Exercise prompt: Your answer should hold exactly the lines from the one with "Locate every instance of the building" through the final line of the data below, reproduced as written.

Data to examine:

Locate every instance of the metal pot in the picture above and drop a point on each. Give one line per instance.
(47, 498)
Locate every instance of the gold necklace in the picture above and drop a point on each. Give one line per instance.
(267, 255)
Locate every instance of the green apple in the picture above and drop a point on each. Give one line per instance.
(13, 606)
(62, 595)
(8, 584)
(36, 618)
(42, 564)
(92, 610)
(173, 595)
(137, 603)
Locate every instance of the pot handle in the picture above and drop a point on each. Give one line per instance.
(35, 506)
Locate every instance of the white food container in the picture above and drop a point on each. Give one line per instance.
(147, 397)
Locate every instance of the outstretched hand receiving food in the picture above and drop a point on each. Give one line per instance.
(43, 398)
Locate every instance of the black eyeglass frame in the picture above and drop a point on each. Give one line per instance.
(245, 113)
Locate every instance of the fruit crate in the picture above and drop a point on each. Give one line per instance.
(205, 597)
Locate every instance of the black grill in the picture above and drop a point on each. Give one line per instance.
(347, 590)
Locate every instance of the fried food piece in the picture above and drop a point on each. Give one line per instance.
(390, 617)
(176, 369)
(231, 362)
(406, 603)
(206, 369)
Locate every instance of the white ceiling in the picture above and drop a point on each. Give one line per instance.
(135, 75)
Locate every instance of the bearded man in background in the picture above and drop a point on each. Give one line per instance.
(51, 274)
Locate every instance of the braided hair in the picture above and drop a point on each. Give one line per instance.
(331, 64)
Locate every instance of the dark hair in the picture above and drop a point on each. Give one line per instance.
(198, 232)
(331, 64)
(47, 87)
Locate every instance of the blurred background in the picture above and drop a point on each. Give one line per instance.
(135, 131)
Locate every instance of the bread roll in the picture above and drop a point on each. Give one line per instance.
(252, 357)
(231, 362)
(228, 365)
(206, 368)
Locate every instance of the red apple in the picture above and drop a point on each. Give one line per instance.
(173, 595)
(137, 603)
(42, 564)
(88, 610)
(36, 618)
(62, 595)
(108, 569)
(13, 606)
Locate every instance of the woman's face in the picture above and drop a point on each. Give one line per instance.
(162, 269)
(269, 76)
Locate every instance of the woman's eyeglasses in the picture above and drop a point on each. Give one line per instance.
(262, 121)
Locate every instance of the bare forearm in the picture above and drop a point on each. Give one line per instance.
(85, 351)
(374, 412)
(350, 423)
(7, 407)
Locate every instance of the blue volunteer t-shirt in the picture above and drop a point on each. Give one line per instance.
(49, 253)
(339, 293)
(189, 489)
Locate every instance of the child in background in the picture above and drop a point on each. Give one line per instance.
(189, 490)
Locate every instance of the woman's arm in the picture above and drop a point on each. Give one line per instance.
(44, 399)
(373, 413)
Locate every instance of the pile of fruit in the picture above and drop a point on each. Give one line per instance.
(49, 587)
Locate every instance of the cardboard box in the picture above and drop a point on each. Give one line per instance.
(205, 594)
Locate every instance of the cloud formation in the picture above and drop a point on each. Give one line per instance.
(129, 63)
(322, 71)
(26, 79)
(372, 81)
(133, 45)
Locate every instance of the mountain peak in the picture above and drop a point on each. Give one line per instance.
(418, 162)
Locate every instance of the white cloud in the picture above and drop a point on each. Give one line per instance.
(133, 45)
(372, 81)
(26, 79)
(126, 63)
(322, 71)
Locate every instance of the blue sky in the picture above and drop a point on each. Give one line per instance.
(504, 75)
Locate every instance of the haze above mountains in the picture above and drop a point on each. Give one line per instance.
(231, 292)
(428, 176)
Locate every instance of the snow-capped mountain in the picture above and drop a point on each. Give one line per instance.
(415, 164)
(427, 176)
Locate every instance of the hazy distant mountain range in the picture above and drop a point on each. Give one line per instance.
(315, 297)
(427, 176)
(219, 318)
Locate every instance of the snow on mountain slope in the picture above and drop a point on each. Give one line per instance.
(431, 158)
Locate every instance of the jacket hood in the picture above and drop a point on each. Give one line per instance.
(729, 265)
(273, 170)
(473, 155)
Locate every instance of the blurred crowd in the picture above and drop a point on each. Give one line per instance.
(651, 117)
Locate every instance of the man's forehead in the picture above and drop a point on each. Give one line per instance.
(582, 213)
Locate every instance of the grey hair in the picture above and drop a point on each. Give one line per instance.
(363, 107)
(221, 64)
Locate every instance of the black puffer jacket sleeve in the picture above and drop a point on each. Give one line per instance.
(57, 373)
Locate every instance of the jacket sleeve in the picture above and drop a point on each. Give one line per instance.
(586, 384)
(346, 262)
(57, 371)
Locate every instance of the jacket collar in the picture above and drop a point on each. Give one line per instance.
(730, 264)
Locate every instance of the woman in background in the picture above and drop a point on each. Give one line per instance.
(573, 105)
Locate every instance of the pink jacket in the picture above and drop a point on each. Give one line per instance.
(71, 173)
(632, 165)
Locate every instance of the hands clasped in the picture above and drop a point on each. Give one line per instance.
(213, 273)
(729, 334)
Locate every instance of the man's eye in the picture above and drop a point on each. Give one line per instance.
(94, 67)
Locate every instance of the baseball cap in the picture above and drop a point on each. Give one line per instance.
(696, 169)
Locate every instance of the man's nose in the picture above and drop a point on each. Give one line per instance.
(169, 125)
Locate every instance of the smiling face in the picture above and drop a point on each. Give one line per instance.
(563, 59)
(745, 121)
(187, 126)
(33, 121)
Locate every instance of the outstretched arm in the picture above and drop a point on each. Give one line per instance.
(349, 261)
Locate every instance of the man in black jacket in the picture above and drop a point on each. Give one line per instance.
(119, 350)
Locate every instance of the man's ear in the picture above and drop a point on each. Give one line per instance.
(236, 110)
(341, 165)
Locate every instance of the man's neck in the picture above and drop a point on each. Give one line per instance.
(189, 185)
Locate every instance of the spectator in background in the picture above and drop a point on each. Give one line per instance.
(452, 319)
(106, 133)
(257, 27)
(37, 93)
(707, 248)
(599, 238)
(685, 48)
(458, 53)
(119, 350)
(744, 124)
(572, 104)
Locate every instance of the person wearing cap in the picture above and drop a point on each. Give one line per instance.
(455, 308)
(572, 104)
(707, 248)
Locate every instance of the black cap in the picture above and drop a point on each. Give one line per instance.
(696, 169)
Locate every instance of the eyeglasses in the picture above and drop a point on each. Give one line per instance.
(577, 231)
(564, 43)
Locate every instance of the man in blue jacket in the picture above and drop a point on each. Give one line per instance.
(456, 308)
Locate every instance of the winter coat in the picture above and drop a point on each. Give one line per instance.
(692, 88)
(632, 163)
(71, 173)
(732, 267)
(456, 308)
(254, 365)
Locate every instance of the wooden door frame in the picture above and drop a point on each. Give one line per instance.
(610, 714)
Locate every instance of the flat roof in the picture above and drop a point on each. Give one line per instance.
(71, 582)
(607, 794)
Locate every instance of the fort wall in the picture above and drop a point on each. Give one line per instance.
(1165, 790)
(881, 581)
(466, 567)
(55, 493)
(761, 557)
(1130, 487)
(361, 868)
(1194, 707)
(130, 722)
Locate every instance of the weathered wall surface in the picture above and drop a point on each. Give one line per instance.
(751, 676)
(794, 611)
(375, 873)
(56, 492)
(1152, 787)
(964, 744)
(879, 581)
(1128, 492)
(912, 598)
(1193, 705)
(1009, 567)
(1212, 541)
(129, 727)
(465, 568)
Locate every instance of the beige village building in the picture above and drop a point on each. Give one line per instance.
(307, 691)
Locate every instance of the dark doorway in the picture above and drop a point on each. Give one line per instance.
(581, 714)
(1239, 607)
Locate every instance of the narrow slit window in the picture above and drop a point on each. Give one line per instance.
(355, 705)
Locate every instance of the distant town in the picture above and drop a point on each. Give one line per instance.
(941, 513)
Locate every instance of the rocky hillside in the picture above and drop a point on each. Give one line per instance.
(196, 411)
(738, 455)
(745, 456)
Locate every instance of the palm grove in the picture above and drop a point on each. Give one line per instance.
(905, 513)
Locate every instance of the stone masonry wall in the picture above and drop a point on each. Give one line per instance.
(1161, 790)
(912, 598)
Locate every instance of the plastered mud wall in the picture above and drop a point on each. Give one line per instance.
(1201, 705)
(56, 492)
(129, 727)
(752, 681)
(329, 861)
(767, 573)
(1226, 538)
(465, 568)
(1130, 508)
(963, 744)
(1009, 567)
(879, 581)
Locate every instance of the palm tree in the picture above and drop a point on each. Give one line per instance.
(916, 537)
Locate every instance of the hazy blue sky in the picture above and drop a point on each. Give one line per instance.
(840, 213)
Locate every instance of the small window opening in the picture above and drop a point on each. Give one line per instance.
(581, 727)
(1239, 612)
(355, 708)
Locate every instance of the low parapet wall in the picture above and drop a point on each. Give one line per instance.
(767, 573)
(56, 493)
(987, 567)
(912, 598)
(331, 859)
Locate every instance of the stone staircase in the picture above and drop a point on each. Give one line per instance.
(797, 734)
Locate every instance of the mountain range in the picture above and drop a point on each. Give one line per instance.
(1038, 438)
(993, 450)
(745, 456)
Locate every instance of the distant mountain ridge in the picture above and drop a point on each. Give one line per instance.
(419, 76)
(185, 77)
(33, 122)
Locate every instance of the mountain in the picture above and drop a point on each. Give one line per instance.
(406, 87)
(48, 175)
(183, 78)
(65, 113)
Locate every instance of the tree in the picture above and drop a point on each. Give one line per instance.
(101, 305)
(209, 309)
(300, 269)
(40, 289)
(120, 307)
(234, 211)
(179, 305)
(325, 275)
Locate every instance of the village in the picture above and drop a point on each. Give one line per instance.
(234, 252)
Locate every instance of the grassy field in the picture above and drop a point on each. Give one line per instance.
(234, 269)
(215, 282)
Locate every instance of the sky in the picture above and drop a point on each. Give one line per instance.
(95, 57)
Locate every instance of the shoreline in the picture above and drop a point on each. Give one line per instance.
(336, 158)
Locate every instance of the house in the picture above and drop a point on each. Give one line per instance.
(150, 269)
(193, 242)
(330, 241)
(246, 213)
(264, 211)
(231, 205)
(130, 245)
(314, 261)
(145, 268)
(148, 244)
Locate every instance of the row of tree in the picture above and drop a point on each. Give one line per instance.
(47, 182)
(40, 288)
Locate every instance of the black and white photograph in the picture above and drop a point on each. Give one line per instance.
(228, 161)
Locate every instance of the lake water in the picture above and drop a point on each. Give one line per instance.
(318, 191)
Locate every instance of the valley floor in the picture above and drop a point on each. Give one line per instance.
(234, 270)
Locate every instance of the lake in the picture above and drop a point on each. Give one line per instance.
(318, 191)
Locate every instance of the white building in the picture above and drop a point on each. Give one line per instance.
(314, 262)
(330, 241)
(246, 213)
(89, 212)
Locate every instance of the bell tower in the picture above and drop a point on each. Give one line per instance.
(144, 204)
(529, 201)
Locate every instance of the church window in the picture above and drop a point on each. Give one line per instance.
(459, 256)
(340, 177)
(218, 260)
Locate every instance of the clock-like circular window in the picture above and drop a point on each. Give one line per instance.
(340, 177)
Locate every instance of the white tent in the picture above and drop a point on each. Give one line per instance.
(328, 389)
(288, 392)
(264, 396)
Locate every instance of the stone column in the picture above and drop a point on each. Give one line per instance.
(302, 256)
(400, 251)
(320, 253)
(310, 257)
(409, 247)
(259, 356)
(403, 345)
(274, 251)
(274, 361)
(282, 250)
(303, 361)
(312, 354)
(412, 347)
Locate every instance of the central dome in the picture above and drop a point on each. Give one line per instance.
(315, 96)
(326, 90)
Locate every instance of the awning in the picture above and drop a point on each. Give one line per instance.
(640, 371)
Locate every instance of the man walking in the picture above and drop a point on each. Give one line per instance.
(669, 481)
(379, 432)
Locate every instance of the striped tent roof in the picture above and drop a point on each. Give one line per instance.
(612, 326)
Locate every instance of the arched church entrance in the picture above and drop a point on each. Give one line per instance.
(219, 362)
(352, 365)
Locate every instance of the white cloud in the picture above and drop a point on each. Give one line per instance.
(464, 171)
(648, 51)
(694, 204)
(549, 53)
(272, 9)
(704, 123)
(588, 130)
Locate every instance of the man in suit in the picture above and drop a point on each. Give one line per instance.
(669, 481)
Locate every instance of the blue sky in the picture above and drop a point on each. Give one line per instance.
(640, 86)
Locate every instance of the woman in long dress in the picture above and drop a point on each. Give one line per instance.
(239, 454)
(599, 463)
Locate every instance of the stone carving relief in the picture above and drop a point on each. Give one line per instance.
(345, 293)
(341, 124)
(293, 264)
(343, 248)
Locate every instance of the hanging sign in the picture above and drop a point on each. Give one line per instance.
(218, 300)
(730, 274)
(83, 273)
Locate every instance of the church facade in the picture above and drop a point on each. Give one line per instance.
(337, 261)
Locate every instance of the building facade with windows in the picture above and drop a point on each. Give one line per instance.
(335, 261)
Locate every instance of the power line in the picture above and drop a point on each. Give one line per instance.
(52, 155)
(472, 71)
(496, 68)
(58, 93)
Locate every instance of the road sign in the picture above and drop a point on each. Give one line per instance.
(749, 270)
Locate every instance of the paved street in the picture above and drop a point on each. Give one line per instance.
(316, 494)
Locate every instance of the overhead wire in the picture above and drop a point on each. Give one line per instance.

Expected answer:
Locate every instance of the building facade with windows in the picture above and drop a point on each. Give one line per instance.
(335, 261)
Locate every instance of the power line in the picture above and drop a point on each. Give one line per instance.
(52, 155)
(472, 71)
(496, 68)
(58, 93)
Locate every instance of the road sign in the picture above and drop a point on each. Give one line per instance.
(749, 270)
Locate every instance of the paved street in the picture above and drop a point on each. Give one line per instance.
(316, 494)
Locate every instance of the overhead wire in the picture above and drop a point on each. Give one line per instance.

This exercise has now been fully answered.